Rewrite the whole listing below as a numbered list, one line per item, with the blank lines dropped and the pictures left out.

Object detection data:
start
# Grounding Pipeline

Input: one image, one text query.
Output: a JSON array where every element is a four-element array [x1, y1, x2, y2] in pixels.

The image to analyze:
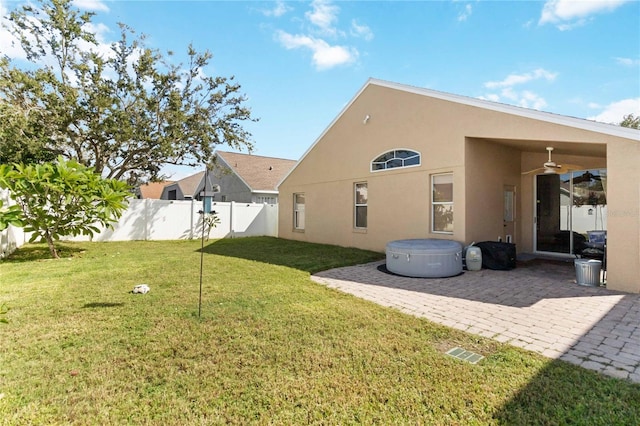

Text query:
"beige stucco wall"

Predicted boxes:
[[279, 85, 640, 292]]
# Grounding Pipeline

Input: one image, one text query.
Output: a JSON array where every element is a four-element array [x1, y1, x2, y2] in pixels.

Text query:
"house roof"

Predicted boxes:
[[276, 78, 640, 187], [138, 180, 173, 200], [176, 171, 204, 197], [216, 151, 296, 192]]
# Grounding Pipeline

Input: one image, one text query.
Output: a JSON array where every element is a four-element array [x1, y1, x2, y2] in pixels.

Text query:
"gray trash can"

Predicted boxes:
[[574, 259, 602, 287]]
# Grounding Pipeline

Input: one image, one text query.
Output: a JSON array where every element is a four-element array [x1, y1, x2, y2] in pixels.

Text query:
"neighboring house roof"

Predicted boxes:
[[276, 78, 640, 187], [176, 171, 204, 198], [216, 151, 296, 192], [138, 180, 173, 200]]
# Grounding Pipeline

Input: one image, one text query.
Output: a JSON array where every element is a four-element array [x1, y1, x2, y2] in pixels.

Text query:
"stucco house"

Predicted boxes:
[[278, 79, 640, 293], [161, 151, 296, 204], [135, 180, 173, 200]]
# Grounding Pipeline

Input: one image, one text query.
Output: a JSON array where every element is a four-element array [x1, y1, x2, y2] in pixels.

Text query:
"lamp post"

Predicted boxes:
[[198, 165, 220, 319]]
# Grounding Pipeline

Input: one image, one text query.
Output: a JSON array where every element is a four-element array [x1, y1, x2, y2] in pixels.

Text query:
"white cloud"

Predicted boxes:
[[484, 68, 558, 89], [588, 98, 640, 124], [458, 3, 472, 22], [262, 0, 291, 18], [275, 0, 373, 70], [538, 0, 628, 31], [304, 0, 340, 35], [73, 0, 109, 12], [518, 90, 547, 110], [614, 58, 640, 67], [480, 68, 558, 110], [277, 31, 358, 70], [351, 19, 373, 41]]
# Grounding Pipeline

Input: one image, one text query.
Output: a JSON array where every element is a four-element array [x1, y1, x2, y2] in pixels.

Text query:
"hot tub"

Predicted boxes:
[[386, 239, 462, 278]]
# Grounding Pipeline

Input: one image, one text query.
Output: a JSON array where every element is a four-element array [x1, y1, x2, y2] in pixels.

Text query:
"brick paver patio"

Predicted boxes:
[[312, 261, 640, 383]]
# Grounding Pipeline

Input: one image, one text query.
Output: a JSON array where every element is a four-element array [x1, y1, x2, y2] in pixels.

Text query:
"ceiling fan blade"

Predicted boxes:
[[558, 164, 584, 175], [522, 167, 545, 175]]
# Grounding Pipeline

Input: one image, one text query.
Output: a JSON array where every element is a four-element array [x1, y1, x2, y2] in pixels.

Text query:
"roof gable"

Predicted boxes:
[[277, 78, 640, 186], [138, 180, 173, 199], [216, 151, 296, 191], [176, 171, 204, 197]]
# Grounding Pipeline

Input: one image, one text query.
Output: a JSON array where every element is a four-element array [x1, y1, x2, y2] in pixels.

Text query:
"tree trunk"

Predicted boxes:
[[44, 232, 60, 259]]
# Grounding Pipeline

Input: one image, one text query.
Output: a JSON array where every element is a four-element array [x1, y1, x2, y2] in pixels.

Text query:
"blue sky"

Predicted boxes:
[[0, 0, 640, 179]]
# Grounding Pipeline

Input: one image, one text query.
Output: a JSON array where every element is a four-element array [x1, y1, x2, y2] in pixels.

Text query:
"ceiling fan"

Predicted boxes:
[[522, 146, 583, 175]]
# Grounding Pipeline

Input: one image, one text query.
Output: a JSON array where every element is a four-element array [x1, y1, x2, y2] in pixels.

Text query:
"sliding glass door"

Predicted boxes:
[[535, 170, 607, 255]]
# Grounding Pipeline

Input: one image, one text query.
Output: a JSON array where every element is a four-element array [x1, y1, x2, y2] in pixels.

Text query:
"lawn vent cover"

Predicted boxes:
[[131, 284, 151, 294], [447, 347, 484, 364]]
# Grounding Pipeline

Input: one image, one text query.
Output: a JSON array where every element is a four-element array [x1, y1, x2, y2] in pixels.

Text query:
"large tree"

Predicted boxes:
[[0, 157, 131, 258], [0, 0, 255, 181]]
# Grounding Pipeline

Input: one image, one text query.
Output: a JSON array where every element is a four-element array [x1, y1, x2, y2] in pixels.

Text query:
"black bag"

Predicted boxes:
[[474, 241, 516, 271]]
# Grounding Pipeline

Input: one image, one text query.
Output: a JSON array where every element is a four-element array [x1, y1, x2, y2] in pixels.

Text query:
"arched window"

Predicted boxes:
[[371, 149, 420, 172]]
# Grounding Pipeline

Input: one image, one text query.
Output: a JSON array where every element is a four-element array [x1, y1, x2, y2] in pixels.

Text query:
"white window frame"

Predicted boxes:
[[369, 148, 422, 173], [353, 182, 369, 230], [293, 192, 307, 231], [431, 172, 455, 235]]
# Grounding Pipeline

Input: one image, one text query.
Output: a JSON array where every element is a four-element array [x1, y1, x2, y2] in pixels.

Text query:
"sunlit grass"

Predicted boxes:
[[0, 238, 640, 425]]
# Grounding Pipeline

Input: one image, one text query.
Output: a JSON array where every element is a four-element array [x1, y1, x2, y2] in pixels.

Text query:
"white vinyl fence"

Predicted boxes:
[[0, 193, 278, 257]]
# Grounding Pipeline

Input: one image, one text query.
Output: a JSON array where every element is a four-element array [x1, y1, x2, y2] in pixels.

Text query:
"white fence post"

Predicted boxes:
[[0, 191, 278, 253]]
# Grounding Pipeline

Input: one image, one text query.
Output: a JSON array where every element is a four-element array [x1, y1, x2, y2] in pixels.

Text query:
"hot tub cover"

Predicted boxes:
[[386, 239, 462, 278]]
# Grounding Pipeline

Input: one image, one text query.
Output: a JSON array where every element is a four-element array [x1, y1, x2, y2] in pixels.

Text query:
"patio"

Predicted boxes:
[[312, 260, 640, 383]]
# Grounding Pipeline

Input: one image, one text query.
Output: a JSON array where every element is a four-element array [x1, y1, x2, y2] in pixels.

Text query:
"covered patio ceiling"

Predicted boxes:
[[484, 138, 607, 158]]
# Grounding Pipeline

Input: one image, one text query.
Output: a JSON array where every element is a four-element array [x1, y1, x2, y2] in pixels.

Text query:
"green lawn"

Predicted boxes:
[[0, 237, 640, 425]]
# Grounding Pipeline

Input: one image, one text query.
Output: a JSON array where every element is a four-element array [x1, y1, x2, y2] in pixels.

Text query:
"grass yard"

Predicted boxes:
[[0, 237, 640, 425]]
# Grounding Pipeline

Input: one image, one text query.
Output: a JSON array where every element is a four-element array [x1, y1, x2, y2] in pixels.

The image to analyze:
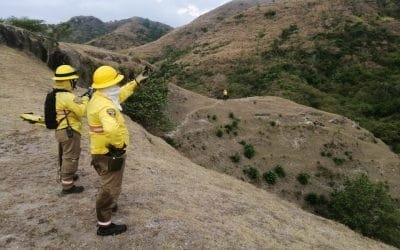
end
[ANSWER FOR THE TASK]
1. # Grounding Pipeline
2. Input: one image, one text query.
3. Output: a JSON array where every element is a four-element array [x1, y1, x2, y2] in pixels.
4. The image to analyze:
5. Text query:
6. "beige stucco wall"
7. Predicted boxes:
8. [[279, 85, 640, 292]]
9. # Grounding Pipeline
10. Input: one image, one text query.
11. Output: a JSON array where every element is a four-element array [x1, y1, x2, y2] in pixels.
12. Text query:
13. "house roof"
14. Predicted boxes:
15. [[276, 78, 640, 187], [138, 180, 173, 200], [176, 171, 204, 197], [216, 151, 296, 192]]
16. # Grounding Pipeline
17. Input: one image, one text query.
18. Output: a JSON array where every element is a four-element array [x1, y1, x2, y2] in pixels.
19. Text query:
20. "gray trash can"
21. Predicted boxes:
22. [[574, 259, 602, 287]]
23. # Grounding Pipeline
24. Input: one image, one text query.
25. Output: a JSON array where every element is a four-element array [x1, y1, x2, y2] in pixels.
26. Text query:
27. "neighboring house roof"
28. Predicted boxes:
29. [[276, 78, 640, 187], [176, 171, 204, 198], [216, 151, 296, 192], [138, 180, 173, 200]]
30. # Grounding Pipeline
31. Input: one image, one text query.
32. Output: a JSON array where every element is a four-element array [x1, y1, x2, y2] in pixels.
33. Text query:
34. "stucco house"
35. Predicted boxes:
36. [[278, 79, 640, 293], [161, 151, 296, 204], [135, 180, 173, 200]]
37. # Grounding Pipeline
38. Input: one image, one text query.
39. Output: a JSON array where every element is a four-element array [x1, y1, x2, y2] in pixels.
40. Text query:
41. "lamp post"
42. Predicted boxes:
43. [[198, 165, 220, 319]]
44. # Grounding Pipeline
45. Input: one image, one text query.
46. Output: a JSON array where every element is a four-element array [x1, y1, x2, y2] in pixels.
47. Text query:
48. "white cloud"
49. Predicted boxes:
50. [[484, 68, 558, 89], [588, 98, 640, 124], [458, 3, 472, 22], [262, 0, 291, 18], [275, 0, 373, 70], [538, 0, 628, 31], [304, 0, 340, 35], [73, 0, 109, 12], [518, 90, 547, 110], [614, 58, 640, 67], [480, 68, 558, 110], [277, 31, 358, 70], [351, 19, 373, 41]]
51. # Grounding Pipeline
52. Input: one image, one text query.
53. Output: a JSON array where every element is a four-element array [x1, y1, x2, y2] in pixels.
54. Text query:
55. "hot tub"
56. Predicted boxes:
57. [[386, 239, 462, 278]]
58. # Grounding Pipeline
59. Input: one image, one text query.
60. Output: a JSON array where every element is a four-element array [x1, y1, x2, y2] in pixels.
61. Text query:
62. "brick paver patio"
63. Predicted boxes:
64. [[312, 261, 640, 383]]
65. # Grounding Pipeline
66. Input: one image, one text query.
67. Output: a JSON array where every element is a four-element array [x1, y1, x2, y2] in pixels.
68. Text query:
69. "ceiling fan blade"
70. Predicted boxes:
71. [[558, 164, 584, 175], [522, 167, 545, 175]]
72. # Grounding Pipeline
73. Input: one image, one text query.
74. Output: a JSON array where every element is a four-element array [x1, y1, x2, y2] in pixels.
75. Text query:
76. "roof gable"
77. Predicted boxes:
78. [[277, 78, 640, 186], [138, 180, 173, 199], [216, 151, 296, 191], [176, 171, 204, 197]]
79. # Grounding Pipeline
80. Input: one image, one text query.
81. Output: a JSON array where every element is a four-element array [x1, y1, x2, y2] in pixels.
82. Text query:
83. "tree trunk"
84. Predicted boxes:
85. [[44, 232, 60, 259]]
86. # Grounding Pipeline
87. Input: one image, one text query.
88. Output: a JSON array where every element is a four-element array [x1, y1, x2, y2] in pixels.
89. Text query:
90. "blue sky"
91. Predicted boxes:
92. [[0, 0, 640, 179]]
93. # Grounding Pipeline
94. Input: one image, one text query.
95. Output: a JSON array where every element is a four-element array [x1, y1, x2, y2] in pixels.
96. Text query:
97. "ceiling fan"
98. Predicted boxes:
99. [[522, 146, 583, 175]]
100. # Grounding Pipeline
101. Input: one image, one text query.
102. Output: a JSON array where every element is a four-element array [x1, y1, x2, y2] in pixels.
103. Text query:
104. "sliding glass door"
105. Predicted boxes:
106. [[535, 170, 607, 255]]
107. # Grounding Pipeline
108. Input: one image, one text query.
109. Output: a JSON array where every element is a four-element array [x1, y1, x2, y2] in pixels.
110. Text query:
111. "lawn vent cover"
112. Predicted boxes:
113. [[131, 284, 151, 294], [447, 347, 484, 364]]
114. # Grounding Pipeline
115. Input: one image, one text query.
116. Output: a JSON array where every element is a four-element array [x1, y1, x2, y2] in pixels.
117. Text query:
118. "large tree"
119. Predicted boxes:
120. [[0, 157, 131, 258], [0, 0, 255, 181]]
121. # Grounding Pipeline
122. Input: one image, one text query.
123. Output: a JSON array where every element is a four-element array [x1, y1, x2, y2] in pixels.
124. Text query:
125. "black bag"
126. Predicted boxes:
127. [[474, 241, 516, 271]]
128. # Grounding Pipeline
129. Input: one image, one text query.
130. Output: a JSON array where every element is a four-element array [x1, y1, x2, y2] in pixels.
131. Text query:
132. "arched window"
133. Predicted boxes:
134. [[371, 149, 420, 172]]
135. # Grounding Pipeline
136. Input: one image, one text query.
137. Output: a JSON array where every element is a four-element array [x1, y1, x2, y2] in pixels.
138. Text query:
139. "white window frame"
140. Predicted boxes:
141. [[369, 148, 422, 173], [353, 182, 369, 230], [293, 192, 307, 231], [431, 172, 455, 235]]
142. # Grounding Pipeline
143. Input: one image, one text query.
144. Output: a JSON array where every element is a four-element array [x1, y1, x2, y2] in pixels.
145. Text query:
146. "sunlit grass"
147. Predicted boxes:
148. [[0, 238, 640, 425]]
149. # Grounding Pipeline
150. Input: one image, one text query.
151. Output: a JSON array where every element is a four-element array [x1, y1, x2, y2] in pixels.
152. Text query:
153. "white vinyl fence"
154. Predicted boxes:
155. [[0, 193, 278, 257]]
156. # Grounding Pipeline
157. Input: one image, one text query.
158. Output: a JSON array where every element is a four-element array [x1, y1, x2, y2] in pixels.
159. Text query:
160. "white fence post"
161. Predicted boxes:
162. [[0, 191, 278, 253]]
163. # Grounding Pipeline
164. Input: one image, one text query.
165. Output: a JSON array where every element is a four-element array [x1, y1, x2, y2] in pixels.
166. Text query:
167. "hot tub cover"
168. Predicted boxes:
169. [[386, 239, 462, 278]]
170. # Grounding Pipeline
171. Input: one image, one text query.
172. Output: a JSON array where every element is a four-element array [x1, y1, x2, y2] in pixels.
173. Text query:
174. "patio"
175. Predicted boxes:
176. [[312, 260, 640, 383]]
177. # Grounding Pipeline
178. Input: one image, one text query.
179. Output: a JSON array where every element is a four-element array [x1, y1, x2, y2] in pixels.
180. Text query:
181. "covered patio ceiling"
182. Predicted boxes:
183. [[484, 138, 607, 158]]
184. # Grounding Pipeline
185. Input: one image, one text query.
186. Output: a JSON array where every element is a four-element array [x1, y1, x2, y2] in pixels.
187. Text query:
188. "green lawn"
189. Predicted boxes:
190. [[0, 237, 640, 425]]
191. # Grounding Pipeline
192. Input: one image, one text query.
193. Output: a JSON array where every element is a four-element array [x1, y1, x2, y2] in pixels.
194. Text query:
195. "grass yard"
196. Predicted boxes:
197. [[0, 237, 640, 425]]
198. # Grounding Pipeline
199. Input: one image, one text query.
200. Output: a JSON array where every element is a four-element array [x1, y1, x2, y2] in pixels.
201. The image to analyze:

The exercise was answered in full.